What needs to be done: Print out the data that follows exactly, character for character, apart from the pictures.

Data records:
────────────────────

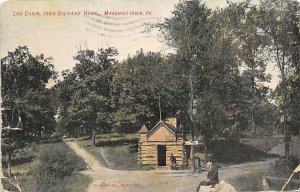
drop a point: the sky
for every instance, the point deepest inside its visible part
(62, 36)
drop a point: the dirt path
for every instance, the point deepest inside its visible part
(104, 179)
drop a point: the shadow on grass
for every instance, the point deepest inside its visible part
(115, 143)
(231, 151)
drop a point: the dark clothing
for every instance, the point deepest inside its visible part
(173, 159)
(212, 177)
(173, 162)
(213, 174)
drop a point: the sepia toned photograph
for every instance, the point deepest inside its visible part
(150, 95)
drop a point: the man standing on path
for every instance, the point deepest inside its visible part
(212, 176)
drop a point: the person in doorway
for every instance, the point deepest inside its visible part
(173, 161)
(212, 176)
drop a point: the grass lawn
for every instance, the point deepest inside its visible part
(264, 144)
(119, 151)
(23, 168)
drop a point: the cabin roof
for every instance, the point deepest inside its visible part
(172, 128)
(144, 129)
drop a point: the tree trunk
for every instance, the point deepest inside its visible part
(8, 160)
(191, 105)
(93, 137)
(253, 123)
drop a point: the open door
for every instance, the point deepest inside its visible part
(161, 155)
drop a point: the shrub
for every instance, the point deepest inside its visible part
(55, 163)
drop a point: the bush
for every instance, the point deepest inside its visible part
(54, 164)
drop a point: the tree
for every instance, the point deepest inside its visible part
(26, 99)
(85, 92)
(252, 52)
(187, 31)
(141, 84)
(281, 24)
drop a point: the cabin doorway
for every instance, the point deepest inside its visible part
(161, 155)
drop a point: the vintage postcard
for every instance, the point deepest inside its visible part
(150, 95)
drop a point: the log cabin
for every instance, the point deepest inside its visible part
(157, 144)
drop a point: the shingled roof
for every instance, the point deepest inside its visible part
(144, 129)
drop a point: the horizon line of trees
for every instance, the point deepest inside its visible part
(214, 83)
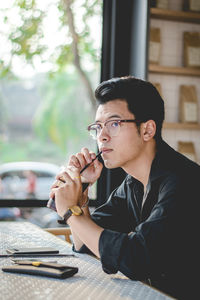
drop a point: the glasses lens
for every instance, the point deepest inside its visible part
(113, 127)
(93, 131)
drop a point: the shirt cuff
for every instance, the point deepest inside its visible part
(110, 245)
(83, 249)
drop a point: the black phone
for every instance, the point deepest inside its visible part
(34, 250)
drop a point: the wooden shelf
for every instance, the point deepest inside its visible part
(174, 70)
(174, 15)
(186, 126)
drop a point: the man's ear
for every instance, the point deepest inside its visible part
(149, 130)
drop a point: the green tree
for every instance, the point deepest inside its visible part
(26, 41)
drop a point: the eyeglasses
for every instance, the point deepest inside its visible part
(112, 127)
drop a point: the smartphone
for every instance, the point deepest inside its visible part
(35, 250)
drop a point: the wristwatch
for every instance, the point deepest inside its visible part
(72, 211)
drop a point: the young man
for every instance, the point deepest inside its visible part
(147, 229)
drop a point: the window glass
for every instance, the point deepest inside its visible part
(49, 68)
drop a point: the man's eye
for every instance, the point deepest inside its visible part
(115, 124)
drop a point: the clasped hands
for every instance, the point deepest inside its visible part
(67, 189)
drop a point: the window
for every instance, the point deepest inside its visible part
(49, 68)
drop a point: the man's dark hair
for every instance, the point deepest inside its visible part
(143, 99)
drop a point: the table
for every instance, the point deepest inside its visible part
(89, 283)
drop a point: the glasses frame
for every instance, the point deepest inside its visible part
(119, 121)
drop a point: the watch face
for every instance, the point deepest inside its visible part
(76, 210)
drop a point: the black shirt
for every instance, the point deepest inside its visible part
(157, 240)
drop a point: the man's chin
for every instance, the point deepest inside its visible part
(110, 165)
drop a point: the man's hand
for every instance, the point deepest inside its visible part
(68, 193)
(92, 173)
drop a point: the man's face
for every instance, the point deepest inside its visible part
(125, 148)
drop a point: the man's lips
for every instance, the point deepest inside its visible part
(106, 150)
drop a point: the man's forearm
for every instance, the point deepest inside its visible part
(87, 231)
(76, 240)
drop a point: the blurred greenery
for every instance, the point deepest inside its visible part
(59, 122)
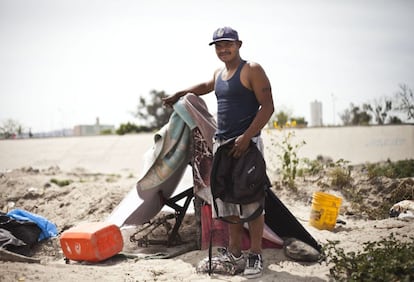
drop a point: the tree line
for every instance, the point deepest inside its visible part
(151, 115)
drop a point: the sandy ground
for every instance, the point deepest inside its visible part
(94, 191)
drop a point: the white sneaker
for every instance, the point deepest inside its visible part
(254, 266)
(226, 257)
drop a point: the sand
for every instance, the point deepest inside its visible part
(94, 191)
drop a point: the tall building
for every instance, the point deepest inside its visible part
(316, 113)
(95, 129)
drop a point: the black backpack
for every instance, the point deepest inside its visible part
(26, 231)
(239, 181)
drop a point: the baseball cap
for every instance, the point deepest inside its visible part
(224, 34)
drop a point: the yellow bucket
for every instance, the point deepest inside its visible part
(325, 209)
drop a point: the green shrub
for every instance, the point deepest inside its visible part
(386, 260)
(398, 169)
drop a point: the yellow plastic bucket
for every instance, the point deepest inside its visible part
(325, 209)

────────────────────

Output of the task:
drop a point: the sky
for every instance, the point deepest inside its visible part
(62, 36)
drop a point: the dirt path
for every instance, the point deepest inside its visible part
(104, 179)
drop a point: the shadow on grass
for every instance, the point deepest inside its visible part
(115, 143)
(231, 151)
drop a point: the dark clothing
for every instance, the point deepest inside its visible part
(173, 159)
(212, 177)
(173, 162)
(213, 174)
drop a point: the sepia toned photograph
for every instance, the point deepest inside its visible part
(150, 95)
drop a point: the man standing on path
for every instance, the point deepest inside its visible part
(212, 176)
drop a point: the person in doorway
for every instance, the point deepest inside its visible part
(173, 161)
(212, 176)
drop a point: the grass lawn
for every instance, the point deepest inside its visible part
(264, 144)
(119, 151)
(23, 168)
drop a point: the cabin roof
for every instance, the point deepest inside its visible part
(172, 128)
(144, 129)
drop a point: the tree trunk
for every instance, the point deepest inside its visible part
(8, 160)
(191, 105)
(93, 137)
(253, 123)
drop a point: the open door
for every instance, the point deepest inside its visible part
(161, 155)
drop a point: the shrub
for every instance, the point deepest inside its visible part
(55, 163)
drop a point: the bush
for every instance, the point deepest inside its visible part
(54, 164)
drop a point: the tree
for every instance, the point deepest inside its visible part
(26, 99)
(85, 92)
(252, 52)
(187, 31)
(141, 84)
(281, 24)
drop a point: the cabin doorway
for every instance, the point deepest inside its visible part
(161, 155)
drop a point: the vintage postcard
for every instance, the point deepest inside its visible part
(150, 95)
drop a point: the log cabin
for every instance, the point deepest inside its visible part
(157, 144)
drop a point: the shingled roof
for every instance, the point deepest inside its visible part
(144, 129)
drop a point: the horizon line of trees
for every instance, the point deepest inside its visible part
(214, 83)
drop a point: the glasses lens
for every instance, the point deepest inside its visible part
(113, 127)
(93, 131)
drop a point: the shirt cuff
for every instance, the point deepest inside its visible part
(110, 245)
(83, 249)
drop a point: the black phone
for every instance, the point deepest inside its visible part
(34, 250)
drop a point: the wooden shelf
for every instance, the point deepest inside its visible part
(174, 70)
(174, 15)
(186, 126)
drop a point: the man's ear
for every instance, the point deepest inside its visible part
(149, 130)
drop a point: the green tree
for every instance, the point deepest inside its visible part
(26, 41)
drop a point: the eyeglasses
for every instance, the point deepest inside its visible part
(112, 127)
drop a point: the smartphone
for every instance, the point deepest inside its visible part
(35, 250)
drop a point: the wristwatch
for every instance, the point deepest inside its visible part
(72, 211)
drop a point: the young man
for every instance, the point deepest inside its visible part
(147, 229)
drop a point: the window glass
for every instance, the point deepest inside its visible part
(49, 68)
drop a point: the man's eye
for every instance, the point deepest inside its visible part
(115, 124)
drop a point: the clasped hands
for every instance, the point deepest inside its visible part
(67, 189)
drop a point: the window
for every instance, the point deepest inside its visible part
(49, 68)
drop a point: the man's dark hair
for every instance, the point deepest inside its visible part
(143, 99)
drop a point: the table
for every instance, the point deepest inside its visible part
(89, 283)
drop a point: the glasses frame
for every instance, the point deepest inside its visible part
(119, 121)
drop a point: the watch face
for every instance, the point deepest inside its visible part
(76, 210)
drop a point: the black shirt
for every instance, the point deepest inside its visible part
(157, 240)
drop a point: the man's chin
for every instance, the point deepest inside its visible part
(110, 165)
drop a point: the man's hand
for every instance, the point deepest inside its visible part
(68, 193)
(92, 173)
drop a point: the man's face
for every instance, the point deepest inside its visible part
(125, 148)
drop a point: the man's lips
for every instance, the point deepest inside its visible part
(106, 150)
drop a point: the man's forearm
for every instance, the point deepest inside its visible part
(87, 231)
(76, 240)
drop a point: the blurred greenery
for every instance, the point deepest inside its visible part
(59, 122)
drop a point: the tree line
for every instance, the point deepest inside its visible part
(151, 115)
drop a point: the sandy ground
for every instance, the point deepest inside its visible part
(94, 191)
drop a point: the white sneaker
for every instance, the point deepest inside its visible part
(254, 266)
(226, 257)
drop a point: the sand
for every instance, the point deepest inside its visible part
(94, 191)
drop a point: the tall building
for every instance, the point deepest inside its visible part
(316, 113)
(95, 129)
drop a point: the black backpack
for every instance, the point deepest inside its visible part
(26, 231)
(239, 181)
drop a point: the baseball cap
for every instance, the point deepest inside its visible part
(224, 34)
drop a point: the yellow bucket
for every instance, the point deepest inside its visible part
(325, 209)
drop a point: the green shrub
for every instance, the point deepest inside its visible part
(386, 260)
(398, 169)
drop a point: the yellow plastic bucket
for every instance, the point deepest inside its visible part
(325, 209)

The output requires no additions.